CONSIGNE:
Pouvez-vous recopier, dans l'extrait ci-dessous sur l'influence chinoise et américaine en Afrique, le passage allant de « La stratégie d’influence » jusqu'à « la main-d’œuvre africaine. » ?

La stratégie d’influence chinoise repose sur le pragmatisme. Pas question ici de lier ses investissements au respect des droits de l’homme ou aux critères démocratiques. Pékin « revendique la solidarité des Suds, apporte cet argent qui manque cruellement et une coopération technique généreuse, en échange des richesses dont elle est avide pour financer sa croissance record« , analyse la géographe et économiste Sylvie Brunel. Cependant, de plus en plus de gouvernements ont l’impression d’une exploitation éhontée, parla Chine, de leurs richesses et de la main-d’œuvre africaine.

Adeptes eux aussi du soft power, les États-Unis tentent de regagner du terrain en misant sur les limites de la « Chinafrique ». Ils proposent ainsi davantage de coopération et de partage des ressources aux gouvernements locaux. Bref, le partenariat plutôt que l’assistanat, la thèse centrale américaine étant que la « malédiction des matières premières » n’est pas une fatalité. Dans le discours, la promotion de la démocratie reste essentielle, car présentée comme le seul moyen de réduire les inégalités et d’assurer la prospérité.

DONNÉES FOURNIES:
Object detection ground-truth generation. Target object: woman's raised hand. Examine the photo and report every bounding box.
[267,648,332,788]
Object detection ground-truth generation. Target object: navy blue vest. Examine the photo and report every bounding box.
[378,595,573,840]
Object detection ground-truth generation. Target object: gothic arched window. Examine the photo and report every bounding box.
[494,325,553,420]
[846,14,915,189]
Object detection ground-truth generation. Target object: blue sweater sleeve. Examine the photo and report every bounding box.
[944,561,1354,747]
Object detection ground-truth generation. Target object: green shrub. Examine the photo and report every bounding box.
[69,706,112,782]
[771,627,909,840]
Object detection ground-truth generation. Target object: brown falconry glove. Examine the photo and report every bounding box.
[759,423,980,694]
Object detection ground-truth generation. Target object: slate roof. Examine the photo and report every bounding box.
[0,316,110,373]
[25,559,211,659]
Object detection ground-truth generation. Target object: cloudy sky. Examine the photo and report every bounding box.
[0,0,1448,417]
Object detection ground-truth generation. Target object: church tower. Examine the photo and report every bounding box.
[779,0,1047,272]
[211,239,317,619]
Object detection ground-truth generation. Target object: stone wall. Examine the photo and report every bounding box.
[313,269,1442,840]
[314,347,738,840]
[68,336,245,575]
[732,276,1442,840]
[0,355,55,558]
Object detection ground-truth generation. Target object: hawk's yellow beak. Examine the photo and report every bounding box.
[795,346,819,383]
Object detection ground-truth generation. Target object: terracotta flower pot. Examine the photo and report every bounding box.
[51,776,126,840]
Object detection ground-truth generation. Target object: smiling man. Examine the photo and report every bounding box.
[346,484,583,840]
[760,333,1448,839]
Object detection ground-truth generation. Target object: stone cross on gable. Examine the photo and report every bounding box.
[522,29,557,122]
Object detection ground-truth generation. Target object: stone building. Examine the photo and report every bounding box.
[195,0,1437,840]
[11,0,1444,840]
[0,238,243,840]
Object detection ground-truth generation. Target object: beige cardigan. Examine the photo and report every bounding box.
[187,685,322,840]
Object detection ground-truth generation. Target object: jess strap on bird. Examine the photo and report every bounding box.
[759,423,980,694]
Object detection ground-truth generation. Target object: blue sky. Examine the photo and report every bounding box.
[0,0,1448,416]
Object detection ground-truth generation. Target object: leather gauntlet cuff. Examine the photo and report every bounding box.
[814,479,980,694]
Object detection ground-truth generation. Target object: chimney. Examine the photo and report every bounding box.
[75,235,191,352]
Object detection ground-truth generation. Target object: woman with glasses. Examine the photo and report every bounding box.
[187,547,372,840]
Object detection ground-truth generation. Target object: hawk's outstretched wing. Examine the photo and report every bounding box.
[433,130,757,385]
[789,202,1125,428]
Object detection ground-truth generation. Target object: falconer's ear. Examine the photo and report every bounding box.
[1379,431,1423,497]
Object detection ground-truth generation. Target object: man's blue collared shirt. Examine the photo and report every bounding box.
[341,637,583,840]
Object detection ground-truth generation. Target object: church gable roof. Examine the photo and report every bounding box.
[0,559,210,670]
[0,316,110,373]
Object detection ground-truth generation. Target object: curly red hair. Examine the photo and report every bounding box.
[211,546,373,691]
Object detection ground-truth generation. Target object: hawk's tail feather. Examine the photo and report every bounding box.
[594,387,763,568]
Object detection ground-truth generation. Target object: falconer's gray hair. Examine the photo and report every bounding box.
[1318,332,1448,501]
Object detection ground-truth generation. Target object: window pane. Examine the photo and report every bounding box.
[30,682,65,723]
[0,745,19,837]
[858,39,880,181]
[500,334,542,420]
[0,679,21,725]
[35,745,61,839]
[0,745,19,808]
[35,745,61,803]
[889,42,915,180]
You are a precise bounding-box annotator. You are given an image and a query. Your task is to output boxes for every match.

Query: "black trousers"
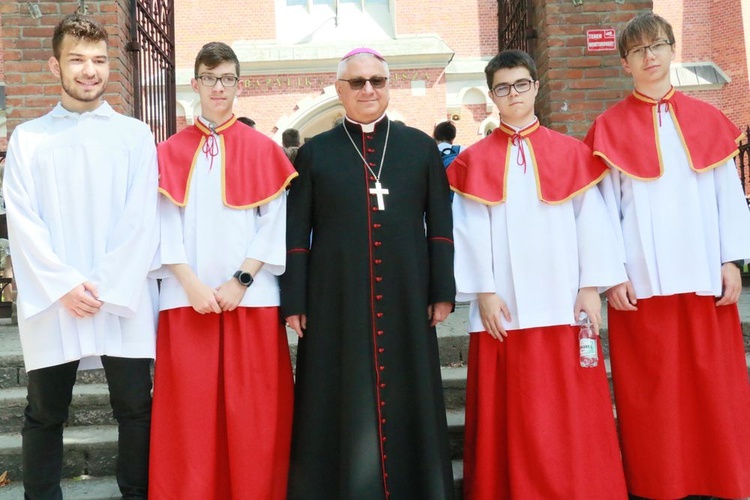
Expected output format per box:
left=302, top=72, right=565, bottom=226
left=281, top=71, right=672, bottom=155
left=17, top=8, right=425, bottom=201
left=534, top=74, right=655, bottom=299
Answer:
left=22, top=356, right=151, bottom=500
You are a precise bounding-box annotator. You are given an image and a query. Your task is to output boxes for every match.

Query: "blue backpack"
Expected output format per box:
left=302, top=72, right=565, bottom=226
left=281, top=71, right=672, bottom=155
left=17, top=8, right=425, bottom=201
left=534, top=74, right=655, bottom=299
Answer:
left=440, top=145, right=461, bottom=168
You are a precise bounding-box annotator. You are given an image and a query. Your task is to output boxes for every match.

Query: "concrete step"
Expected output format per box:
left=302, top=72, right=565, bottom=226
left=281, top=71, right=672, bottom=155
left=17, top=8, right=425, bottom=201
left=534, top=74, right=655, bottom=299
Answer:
left=0, top=460, right=464, bottom=500
left=0, top=425, right=117, bottom=481
left=0, top=383, right=116, bottom=433
left=0, top=476, right=122, bottom=500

RÉPONSE ATTENDUE:
La stratégie d’influence chinoise repose sur le pragmatisme. Pas question ici de lier ses investissements au respect des droits de l’homme ou aux critères démocratiques. Pékin « revendique la solidarité des Suds, apporte cet argent qui manque cruellement et une coopération technique généreuse, en échange des richesses dont elle est avide pour financer sa croissance record« , analyse la géographe et économiste Sylvie Brunel. Cependant, de plus en plus de gouvernements ont l’impression d’une exploitation éhontée, parla Chine, de leurs richesses et de la main-d’œuvre africaine.